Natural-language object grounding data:

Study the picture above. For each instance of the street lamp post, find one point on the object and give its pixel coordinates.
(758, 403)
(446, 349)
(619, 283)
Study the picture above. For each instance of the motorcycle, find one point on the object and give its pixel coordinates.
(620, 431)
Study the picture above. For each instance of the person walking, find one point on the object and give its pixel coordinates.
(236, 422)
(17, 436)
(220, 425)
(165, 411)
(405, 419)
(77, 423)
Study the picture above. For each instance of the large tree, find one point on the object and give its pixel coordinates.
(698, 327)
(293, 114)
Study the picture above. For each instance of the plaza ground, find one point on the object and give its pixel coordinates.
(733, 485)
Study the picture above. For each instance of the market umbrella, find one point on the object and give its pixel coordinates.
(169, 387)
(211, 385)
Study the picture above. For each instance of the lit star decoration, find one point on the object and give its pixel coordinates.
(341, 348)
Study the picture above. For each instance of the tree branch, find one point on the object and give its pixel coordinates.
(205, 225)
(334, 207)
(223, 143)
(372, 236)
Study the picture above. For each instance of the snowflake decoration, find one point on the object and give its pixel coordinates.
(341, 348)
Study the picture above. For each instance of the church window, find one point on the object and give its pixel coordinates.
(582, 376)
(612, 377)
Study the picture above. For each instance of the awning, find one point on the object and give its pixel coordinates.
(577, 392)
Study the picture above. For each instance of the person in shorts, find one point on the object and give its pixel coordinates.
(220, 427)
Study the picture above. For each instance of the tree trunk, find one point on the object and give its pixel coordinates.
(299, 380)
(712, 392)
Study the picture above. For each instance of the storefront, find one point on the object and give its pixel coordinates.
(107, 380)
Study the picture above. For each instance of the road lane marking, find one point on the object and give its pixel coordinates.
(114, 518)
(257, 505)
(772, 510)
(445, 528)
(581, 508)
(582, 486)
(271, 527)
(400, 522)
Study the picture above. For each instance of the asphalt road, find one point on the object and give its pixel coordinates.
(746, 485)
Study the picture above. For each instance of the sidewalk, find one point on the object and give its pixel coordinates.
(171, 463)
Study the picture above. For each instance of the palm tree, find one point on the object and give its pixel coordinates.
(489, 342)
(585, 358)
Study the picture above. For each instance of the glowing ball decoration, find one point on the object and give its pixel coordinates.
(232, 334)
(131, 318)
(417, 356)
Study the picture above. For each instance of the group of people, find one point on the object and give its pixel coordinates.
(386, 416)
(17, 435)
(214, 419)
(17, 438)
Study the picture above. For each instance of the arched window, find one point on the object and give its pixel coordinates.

REQUIRED ACTION: Without omitting anything, reproduce the whole of the data.

ANSWER AREA:
Study the picture above. For each instance of the street lamp post, find one point on the object and give its pixel coordinates.
(758, 403)
(446, 349)
(619, 283)
Study the picture above. For each instance of the motorcycle, find one point on the object and give its pixel coordinates.
(620, 431)
Study the picture above. For each instance of the person walking, find one point on the object and give its pixel coordinates.
(236, 422)
(17, 436)
(220, 425)
(165, 411)
(405, 419)
(77, 423)
Study the picture above. For each instance of the large tree, find one point on the object and give its pixel coordinates.
(698, 327)
(293, 114)
Study the picture above. For each instance of the plaza ground, find one point on the object and give its pixel coordinates.
(733, 485)
Study the picture above. For each instance of the market umbrella, find one point on the object and give its pixel coordinates.
(169, 387)
(211, 385)
Study the picture above. For each instance of the lit star decoration, find one point on the object and give its pixel coordinates.
(341, 348)
Study the picture above. For each instance of the tree branch, find one point on the object and give its pixel coordinates.
(205, 225)
(334, 207)
(223, 143)
(372, 236)
Study the picture above. For each instance of the snowflake decoration, find one point on the object and give its pixel coordinates.
(341, 348)
Study the picture above. For each instance of the church window, find one point on the object and give its pixel coordinates.
(582, 376)
(612, 377)
Study the picture above. For each instance of the awning, find one point on the object and give its pixel coordinates.
(577, 392)
Study the picture above. For each instance of the person in shorts, find one point on the object and give its pixel coordinates.
(220, 427)
Study the picture above. For each instance of the tree trunk, find one point on the object and give its pixel coordinates.
(299, 380)
(712, 392)
Study the picture above. For each instance of the storefront, find one point on the object and give its pixel coordinates.
(107, 380)
Study the picture above. For each instance of the road lane marking, find one point on the object and give its pixel coordinates.
(114, 518)
(257, 505)
(772, 510)
(445, 528)
(581, 508)
(582, 486)
(271, 527)
(400, 522)
Study the picture above. For each instance of the asphalt road, find one point on the object and give its pixel coordinates.
(746, 485)
Study the picture above. For each instance of the sidewalk, find one point on the object and give its pixel coordinates.
(171, 463)
Study the picture above. For each instance of the palm tree, find one point on the object and give its pixel coordinates.
(489, 342)
(585, 358)
Study the picture above. For each instance of the glowing ball decoration, find one point on the object and give its pixel coordinates.
(232, 334)
(131, 318)
(417, 356)
Study the picture above. For each instance of the group of people, find one point on the object and give its pixel coordinates.
(386, 416)
(17, 435)
(214, 419)
(17, 438)
Study the picture above. For each instance of the arched window, find one point on the object and give its pixel coordinates.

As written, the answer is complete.